Written request 1 – In the post about the documentary and the band, how many awards did the film "Was I Next? The Sean Cribbin Story" receive?

— Start of Passage provided —

The documentary film “Was I Next? The Sean Cribbin Story” finished production last year, and went on the international film festival circuit, was awarded over 100 awards from film festivals all over the world, and was picked up for distribution, so keep your eyes peeled on Netflix or your nearest theatre!
The soundtrack for the film was written by yours truly, and the film received several “Best Original Score” awards among the others, and I’m incredibly honoured.
Check out the film’s website at wasinext.com for all kinds of interesting information about the film, including a “Music” page, which contains an interview with me about the process of scoring documentaries, and some great samples of the music used in the film.
After a few years of being out of touch, my friend Phil M. and I recontacted each other a few months ago, and I discovered that he’d been very busy in the intervening years, turning himself into a rock star, and putting his band Stardust for Jennifer on the map globally (an impressive number of albums sold, somewhere north of 1 million, I understand!) I’ve loved his music for years, and own all the albums (some of whose covers are shown above), and was so happy to hear that he was making his wonderful, ambient/electronic sound available to the world, and that the world was taking notice!
And then, to my complete surprise, he asked me to join the band! And of course, I said yes. I think, actually, he had gotten about as far as “Steve, I was wondering…” when I said “Yes, of course!!!” 🙂 So, I’m now officially a member of Stardust for Jennifer, and have been working with Phil and the other band members (whom I hope to actually meet in person soon, as they’re scattered around between Michigan and Sault Ste. Marie) on the new album, which apparently I’m not supposed to talk about, so I won’t, except to say that it’s so fucking amazing it’s going to make people’s brains melt in their heads. …and it’s called “Ghost”.
I may have said too much. But I’m really super excited about the prospect of making music with such an incredibly creative and talented band. They feel a bit like family and I haven’t even met them yet! Look for the new album sometime soon!
Here’s the third instalment of my project to “re-imagine” some of my favourite movie scenes, with my own music instead of the original score. My first two have gotten quite a few very positive and constructive comments, and I’m pleased that people have taken the time to listen and give me such wonderful feedback! Thanks so much!
For my third outing, I decided I wanted to tackle something non-Western, to see how I would fare with some musical idioms that I wasn’t familiar with. It’s a task that’s handed to many a film score composer when the film takes place in an exotic locale. And to do it right, without “patronizing” the music and culture of the destination, is really quite difficult. But where to go? Well, I’ve always loved the sound of the Indonesian Gamelan … the shimmering, wonderfully out of tune quality that they build into the instruments purposefully, the huge wall of sound that 30 people banging on metal bells and gongs produces, and the intimidatingly complex circular playing structure that, as it turns out, is unique to gamelan composition. OK, there was the challenge, now, what movie? Well, in a twist of fate, after doing “Dead Poets Society” for my first film, I started reacquainting myself with my “Peter Weir Collection”, coming to the realization again (as I had years ago) that the talented Australian Filmmaker was (and is), at least as far as I was concerned, somewhere very close the pinnacle of filmmaking genius. His films are sprawling and gorgeous, a visual feast, made all the more luxurious because he has a slow and steady hand on the camera, letting shots linger so little details catch your eye. He’s also a master of the “… and the music swells …” moment that so few directors get right … a wee bit too over the top and it’s ham-handed, but not quite enough and it’s not the emotional bombshell that it could be … Mr. Weir has utterly perfected that balancing act (which, of course, relies just as heavily on the music swelling like it should, as on the deft visuals) – which is probably why after only 3 attempts, I’ve already done 2 Peter Weir films – he knows how to use film music in a very powerful way!

— End of Passage provided —
— Start of Available records —

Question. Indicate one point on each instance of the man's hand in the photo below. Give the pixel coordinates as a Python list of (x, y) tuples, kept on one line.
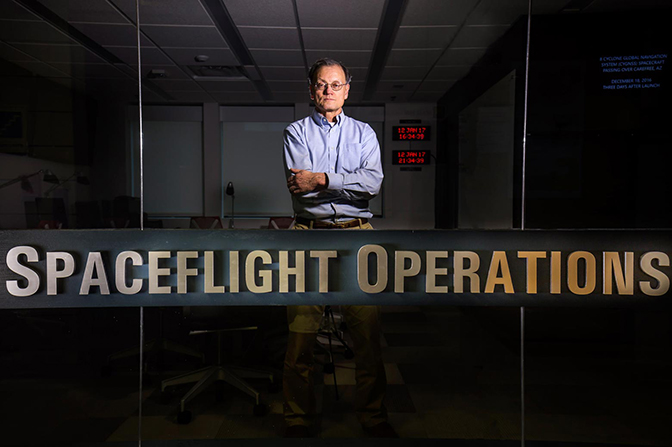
[(301, 181)]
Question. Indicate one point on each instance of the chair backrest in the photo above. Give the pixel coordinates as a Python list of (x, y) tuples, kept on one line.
[(206, 222), (49, 225), (280, 223)]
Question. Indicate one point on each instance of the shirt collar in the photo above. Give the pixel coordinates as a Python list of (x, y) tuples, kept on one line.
[(321, 121)]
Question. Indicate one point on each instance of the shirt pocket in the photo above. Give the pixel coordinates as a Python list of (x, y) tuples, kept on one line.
[(350, 155)]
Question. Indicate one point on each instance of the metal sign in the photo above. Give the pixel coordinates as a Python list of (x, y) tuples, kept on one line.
[(111, 268)]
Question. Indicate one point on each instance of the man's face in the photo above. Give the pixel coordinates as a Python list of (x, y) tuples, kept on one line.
[(326, 99)]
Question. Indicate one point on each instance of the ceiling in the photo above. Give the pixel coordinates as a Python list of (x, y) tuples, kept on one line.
[(397, 50)]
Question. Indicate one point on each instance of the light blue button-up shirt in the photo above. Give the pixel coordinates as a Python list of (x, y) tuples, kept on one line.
[(348, 152)]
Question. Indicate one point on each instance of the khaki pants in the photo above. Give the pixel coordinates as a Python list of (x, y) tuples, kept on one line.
[(298, 387)]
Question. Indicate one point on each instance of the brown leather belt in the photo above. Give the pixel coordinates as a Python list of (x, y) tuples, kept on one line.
[(311, 223)]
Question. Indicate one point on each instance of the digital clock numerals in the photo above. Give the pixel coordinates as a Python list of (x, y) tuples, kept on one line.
[(411, 157), (411, 133)]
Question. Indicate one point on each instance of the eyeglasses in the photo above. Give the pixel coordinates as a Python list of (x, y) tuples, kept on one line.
[(336, 86)]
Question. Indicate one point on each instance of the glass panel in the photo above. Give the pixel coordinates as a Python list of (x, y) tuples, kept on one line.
[(598, 134), (257, 147), (64, 137), (597, 376), (597, 147), (67, 81)]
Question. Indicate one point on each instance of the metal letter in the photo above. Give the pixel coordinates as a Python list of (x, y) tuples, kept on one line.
[(94, 262), (30, 275), (155, 272), (209, 276), (556, 266), (573, 274), (265, 275), (532, 257), (649, 269), (323, 266), (52, 269), (461, 272), (498, 262), (234, 271), (299, 270), (363, 268), (120, 273), (433, 272), (183, 271), (400, 272), (625, 280)]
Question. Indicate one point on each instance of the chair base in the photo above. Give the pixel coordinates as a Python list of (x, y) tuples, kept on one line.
[(204, 377)]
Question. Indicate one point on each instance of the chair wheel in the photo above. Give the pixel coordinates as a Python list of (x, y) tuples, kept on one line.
[(219, 396), (259, 410), (165, 398), (184, 417), (274, 386), (146, 380)]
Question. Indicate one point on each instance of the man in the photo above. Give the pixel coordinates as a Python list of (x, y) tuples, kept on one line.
[(334, 169)]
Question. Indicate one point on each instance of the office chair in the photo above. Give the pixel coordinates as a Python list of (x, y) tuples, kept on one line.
[(280, 223), (328, 331), (206, 223), (153, 349), (206, 320)]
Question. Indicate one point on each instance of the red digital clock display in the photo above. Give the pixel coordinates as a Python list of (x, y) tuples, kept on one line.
[(410, 133), (412, 158)]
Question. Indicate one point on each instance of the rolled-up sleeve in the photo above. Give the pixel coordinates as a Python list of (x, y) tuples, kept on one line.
[(365, 181)]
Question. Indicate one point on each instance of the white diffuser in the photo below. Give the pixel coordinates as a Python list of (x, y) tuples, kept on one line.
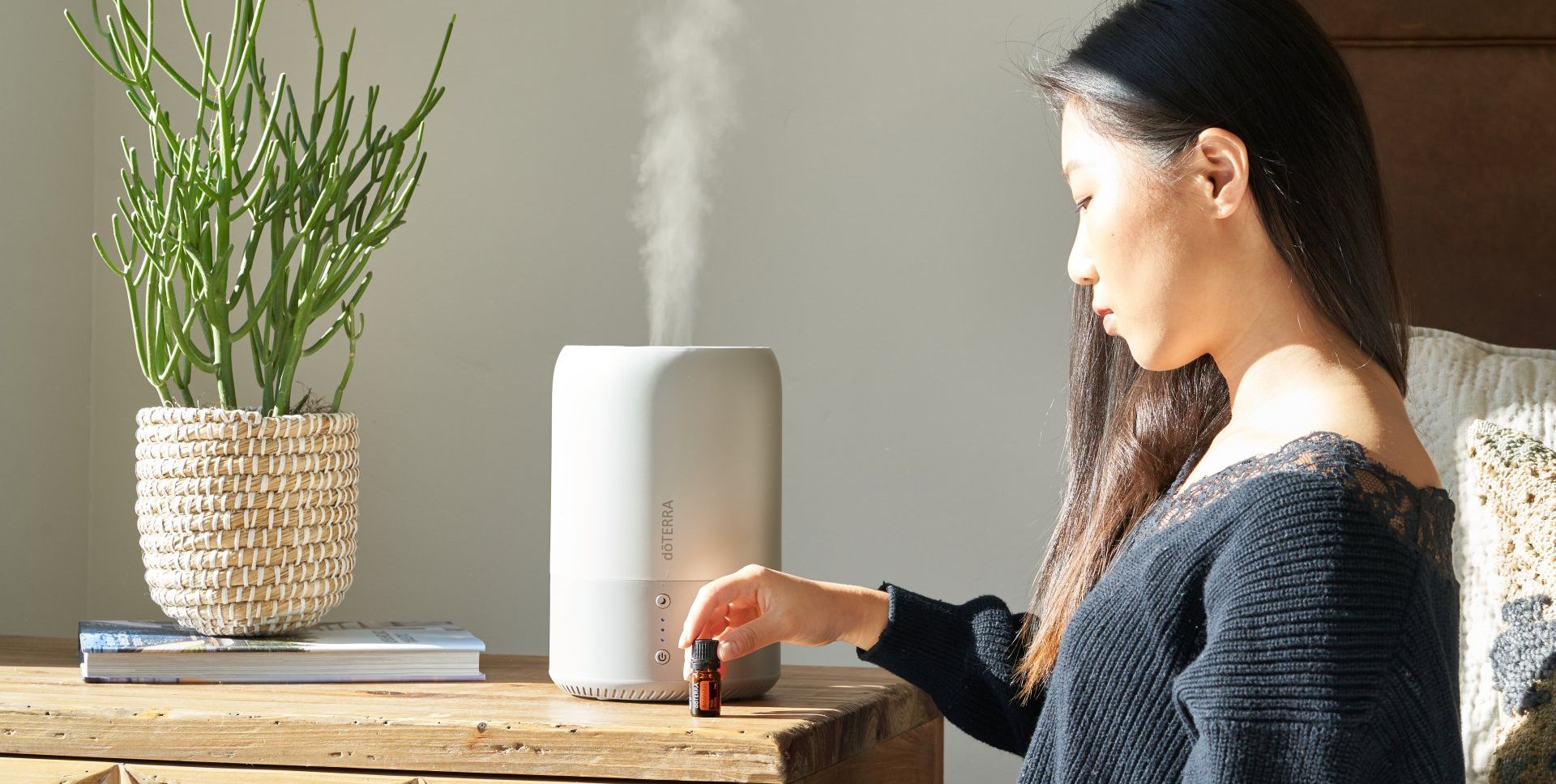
[(665, 473)]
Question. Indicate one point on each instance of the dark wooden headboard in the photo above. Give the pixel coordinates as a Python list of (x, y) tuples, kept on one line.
[(1461, 98)]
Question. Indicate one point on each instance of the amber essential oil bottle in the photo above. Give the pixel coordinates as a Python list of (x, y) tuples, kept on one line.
[(705, 679)]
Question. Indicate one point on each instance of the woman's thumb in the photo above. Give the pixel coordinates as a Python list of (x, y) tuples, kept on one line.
[(754, 635)]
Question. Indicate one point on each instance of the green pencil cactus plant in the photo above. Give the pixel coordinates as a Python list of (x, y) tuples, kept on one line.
[(255, 175)]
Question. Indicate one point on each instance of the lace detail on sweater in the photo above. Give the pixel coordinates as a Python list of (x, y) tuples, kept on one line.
[(1420, 515)]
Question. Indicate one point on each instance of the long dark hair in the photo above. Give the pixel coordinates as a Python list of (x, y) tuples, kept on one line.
[(1153, 74)]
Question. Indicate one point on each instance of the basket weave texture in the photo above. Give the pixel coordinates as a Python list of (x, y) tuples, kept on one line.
[(248, 523)]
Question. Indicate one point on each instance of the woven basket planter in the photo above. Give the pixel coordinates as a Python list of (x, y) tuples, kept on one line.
[(248, 523)]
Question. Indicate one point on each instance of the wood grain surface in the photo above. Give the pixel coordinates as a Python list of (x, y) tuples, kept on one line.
[(514, 724)]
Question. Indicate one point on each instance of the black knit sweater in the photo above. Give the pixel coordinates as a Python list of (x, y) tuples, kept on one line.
[(1292, 618)]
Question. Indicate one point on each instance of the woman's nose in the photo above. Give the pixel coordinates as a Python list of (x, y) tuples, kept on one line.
[(1080, 268)]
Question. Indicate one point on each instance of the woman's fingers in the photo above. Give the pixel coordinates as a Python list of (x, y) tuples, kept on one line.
[(712, 607), (746, 638)]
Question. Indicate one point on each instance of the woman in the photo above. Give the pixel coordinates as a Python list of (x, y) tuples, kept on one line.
[(1251, 577)]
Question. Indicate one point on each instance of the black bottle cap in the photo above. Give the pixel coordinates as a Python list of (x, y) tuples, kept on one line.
[(705, 652)]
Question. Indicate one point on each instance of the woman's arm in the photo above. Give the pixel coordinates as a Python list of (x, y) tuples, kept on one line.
[(962, 655)]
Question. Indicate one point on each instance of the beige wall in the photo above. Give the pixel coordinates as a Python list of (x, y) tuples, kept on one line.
[(887, 216), (45, 317)]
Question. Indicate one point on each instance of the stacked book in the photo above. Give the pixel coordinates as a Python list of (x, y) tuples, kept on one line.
[(340, 652)]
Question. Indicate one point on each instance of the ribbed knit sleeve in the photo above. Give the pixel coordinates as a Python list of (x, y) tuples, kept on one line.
[(1310, 649), (964, 657)]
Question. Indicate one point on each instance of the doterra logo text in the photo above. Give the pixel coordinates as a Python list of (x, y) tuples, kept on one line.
[(668, 530)]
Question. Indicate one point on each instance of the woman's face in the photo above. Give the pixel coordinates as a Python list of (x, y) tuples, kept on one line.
[(1160, 257)]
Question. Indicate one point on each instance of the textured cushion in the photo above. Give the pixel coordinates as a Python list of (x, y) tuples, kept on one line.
[(1456, 380), (1516, 476)]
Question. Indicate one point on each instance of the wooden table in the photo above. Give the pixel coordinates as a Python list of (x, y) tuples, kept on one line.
[(819, 725)]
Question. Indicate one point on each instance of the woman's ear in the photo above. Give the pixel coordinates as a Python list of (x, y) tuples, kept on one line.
[(1220, 170)]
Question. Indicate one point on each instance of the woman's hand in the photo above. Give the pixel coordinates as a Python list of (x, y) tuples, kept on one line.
[(757, 607)]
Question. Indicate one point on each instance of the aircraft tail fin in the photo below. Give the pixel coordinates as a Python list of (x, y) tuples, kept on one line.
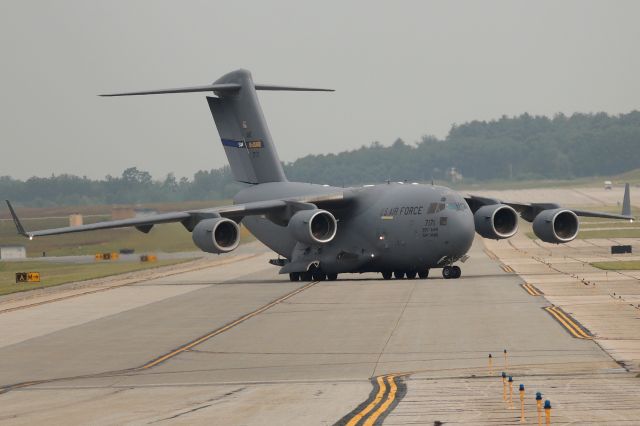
[(241, 124), (626, 201)]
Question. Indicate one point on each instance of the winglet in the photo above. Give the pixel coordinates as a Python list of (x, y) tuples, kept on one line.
[(17, 222), (626, 201)]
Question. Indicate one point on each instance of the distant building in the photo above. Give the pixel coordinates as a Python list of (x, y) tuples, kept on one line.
[(75, 220), (454, 175), (121, 212), (12, 252), (141, 212)]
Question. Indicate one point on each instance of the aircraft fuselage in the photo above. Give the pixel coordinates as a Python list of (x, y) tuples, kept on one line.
[(394, 226)]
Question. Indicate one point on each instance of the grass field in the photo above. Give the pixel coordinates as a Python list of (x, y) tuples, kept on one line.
[(52, 274), (622, 265), (171, 237)]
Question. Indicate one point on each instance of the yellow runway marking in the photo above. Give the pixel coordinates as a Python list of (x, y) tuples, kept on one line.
[(214, 333), (532, 290), (507, 268), (381, 390), (572, 327), (385, 405), (385, 397)]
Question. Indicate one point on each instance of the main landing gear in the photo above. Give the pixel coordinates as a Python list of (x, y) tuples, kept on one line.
[(312, 276), (451, 272), (410, 275)]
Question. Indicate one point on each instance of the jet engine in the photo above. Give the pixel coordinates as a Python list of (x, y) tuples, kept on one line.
[(496, 221), (217, 235), (313, 227), (556, 226)]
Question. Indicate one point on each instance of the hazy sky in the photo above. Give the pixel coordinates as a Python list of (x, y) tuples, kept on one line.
[(401, 69)]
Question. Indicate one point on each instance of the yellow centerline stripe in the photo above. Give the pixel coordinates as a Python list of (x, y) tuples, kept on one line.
[(573, 323), (214, 333), (568, 324), (561, 321), (385, 405), (381, 390), (527, 289), (531, 289)]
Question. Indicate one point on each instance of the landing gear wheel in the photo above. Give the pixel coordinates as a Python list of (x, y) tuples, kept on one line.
[(456, 272), (447, 272), (319, 276)]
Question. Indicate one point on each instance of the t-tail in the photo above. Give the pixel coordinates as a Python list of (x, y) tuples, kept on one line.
[(626, 201), (241, 124)]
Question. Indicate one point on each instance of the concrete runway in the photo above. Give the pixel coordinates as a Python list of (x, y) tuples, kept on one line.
[(237, 344)]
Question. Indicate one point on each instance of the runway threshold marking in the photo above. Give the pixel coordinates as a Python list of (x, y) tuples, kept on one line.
[(384, 396), (531, 289), (167, 356), (572, 326)]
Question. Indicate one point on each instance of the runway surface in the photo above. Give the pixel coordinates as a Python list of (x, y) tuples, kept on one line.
[(237, 344)]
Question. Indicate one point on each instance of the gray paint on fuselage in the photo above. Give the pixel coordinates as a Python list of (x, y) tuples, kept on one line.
[(388, 226)]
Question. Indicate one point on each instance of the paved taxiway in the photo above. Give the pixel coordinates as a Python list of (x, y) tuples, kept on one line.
[(118, 356)]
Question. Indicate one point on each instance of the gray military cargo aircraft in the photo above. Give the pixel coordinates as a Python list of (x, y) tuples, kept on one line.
[(397, 229)]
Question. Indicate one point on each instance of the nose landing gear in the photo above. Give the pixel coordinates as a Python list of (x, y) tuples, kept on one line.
[(451, 272)]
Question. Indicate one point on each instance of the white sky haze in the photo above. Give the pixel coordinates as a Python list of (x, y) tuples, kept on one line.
[(401, 69)]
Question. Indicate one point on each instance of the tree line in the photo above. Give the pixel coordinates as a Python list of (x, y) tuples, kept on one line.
[(519, 148)]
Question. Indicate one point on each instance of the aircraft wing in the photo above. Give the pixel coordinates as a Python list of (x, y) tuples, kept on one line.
[(189, 218), (528, 211)]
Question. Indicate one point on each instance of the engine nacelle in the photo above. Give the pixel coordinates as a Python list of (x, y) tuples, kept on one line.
[(217, 235), (313, 227), (496, 221), (556, 226)]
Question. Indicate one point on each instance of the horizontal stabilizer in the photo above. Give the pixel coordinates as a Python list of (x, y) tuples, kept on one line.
[(227, 87), (291, 88), (218, 87)]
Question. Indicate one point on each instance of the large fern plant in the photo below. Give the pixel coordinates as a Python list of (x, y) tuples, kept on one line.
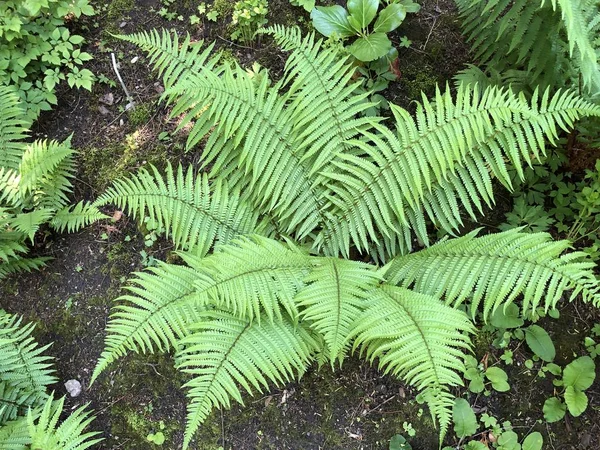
[(534, 42), (34, 184), (300, 190), (29, 416)]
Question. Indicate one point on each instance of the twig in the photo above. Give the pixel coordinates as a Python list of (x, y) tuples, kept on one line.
[(116, 69)]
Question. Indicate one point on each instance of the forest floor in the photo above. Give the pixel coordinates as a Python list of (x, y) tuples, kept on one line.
[(355, 407)]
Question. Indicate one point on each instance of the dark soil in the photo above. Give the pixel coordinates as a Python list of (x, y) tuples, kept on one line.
[(354, 408)]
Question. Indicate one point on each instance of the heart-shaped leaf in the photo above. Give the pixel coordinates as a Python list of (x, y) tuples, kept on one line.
[(554, 410), (364, 11), (580, 374), (390, 18), (540, 343), (576, 401), (332, 19), (370, 47)]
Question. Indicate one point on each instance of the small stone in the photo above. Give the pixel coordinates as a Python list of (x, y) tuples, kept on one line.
[(73, 387), (107, 99)]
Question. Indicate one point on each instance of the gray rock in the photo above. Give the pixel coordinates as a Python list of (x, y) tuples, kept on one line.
[(73, 387)]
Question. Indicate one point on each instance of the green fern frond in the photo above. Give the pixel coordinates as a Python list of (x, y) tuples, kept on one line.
[(438, 161), (493, 270), (13, 129), (174, 61), (157, 315), (20, 264), (418, 339), (336, 294), (45, 433), (29, 223), (194, 213), (224, 351), (40, 162), (73, 218), (252, 276)]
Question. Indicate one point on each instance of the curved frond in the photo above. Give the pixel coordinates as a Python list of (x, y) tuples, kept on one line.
[(252, 276), (73, 218), (225, 352), (440, 160), (418, 339), (194, 213), (493, 270), (45, 433), (13, 129), (155, 315), (336, 293)]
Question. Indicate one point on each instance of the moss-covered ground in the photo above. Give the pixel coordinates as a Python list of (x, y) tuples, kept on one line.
[(355, 407)]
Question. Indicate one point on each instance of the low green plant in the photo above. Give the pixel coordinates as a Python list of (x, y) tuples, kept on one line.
[(577, 377), (299, 243), (37, 50), (35, 180), (247, 17), (29, 416), (370, 43)]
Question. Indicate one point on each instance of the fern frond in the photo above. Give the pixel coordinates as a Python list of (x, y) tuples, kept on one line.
[(13, 129), (336, 293), (194, 213), (174, 61), (252, 276), (47, 160), (73, 218), (45, 433), (438, 161), (493, 270), (224, 351), (418, 339), (157, 315)]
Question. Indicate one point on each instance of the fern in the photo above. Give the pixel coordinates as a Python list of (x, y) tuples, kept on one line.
[(246, 310), (534, 43), (28, 415), (224, 351), (193, 215), (495, 269)]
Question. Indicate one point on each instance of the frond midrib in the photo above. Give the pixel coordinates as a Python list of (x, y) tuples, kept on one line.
[(163, 194), (418, 327), (288, 146)]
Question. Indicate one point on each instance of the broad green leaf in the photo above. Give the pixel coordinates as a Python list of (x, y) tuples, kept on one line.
[(398, 442), (370, 47), (332, 19), (554, 410), (390, 18), (509, 440), (533, 442), (475, 445), (465, 422), (576, 401), (498, 378), (509, 318), (363, 10), (580, 374), (540, 343)]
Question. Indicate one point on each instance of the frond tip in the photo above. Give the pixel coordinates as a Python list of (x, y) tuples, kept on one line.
[(495, 269)]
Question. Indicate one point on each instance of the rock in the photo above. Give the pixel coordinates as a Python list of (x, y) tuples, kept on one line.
[(73, 387), (107, 99)]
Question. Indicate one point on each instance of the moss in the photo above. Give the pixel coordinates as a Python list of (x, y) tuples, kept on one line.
[(117, 9), (140, 115)]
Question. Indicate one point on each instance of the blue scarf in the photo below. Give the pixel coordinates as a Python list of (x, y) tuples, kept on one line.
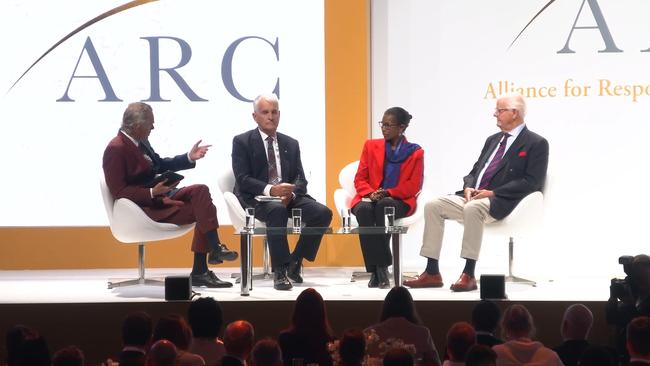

— End of Available records —

Written request 2 – Arrange the entries as a JSON list of strings, one string per line, starting with the first line of the entries and going on through the line with "[(321, 121)]", both ends included. Leave out blank lines and the pictures.

Problem solution 1 – It received over 100 awards from film festivals all over the world.

Problem solution 2 –
[
  "Question. Indicate one point on each instance of the man's hand in the photo below. Give the pixel coordinates as a Python list of (x, y) tuples, kept on one line.",
  "[(301, 181)]",
  "Question. Indicate one point on each instance of the chair backrest in the photo above. Give the pixel coordinates as a Python list of (x, y) tuples, kept on one line.",
  "[(206, 222), (49, 225), (280, 223)]",
  "Question. Indicate one point on each instance of the shirt collar in the photo above. Give the pixel coordinates as a Python list of (x, y) tuples, kept on one line.",
  "[(321, 121)]"
]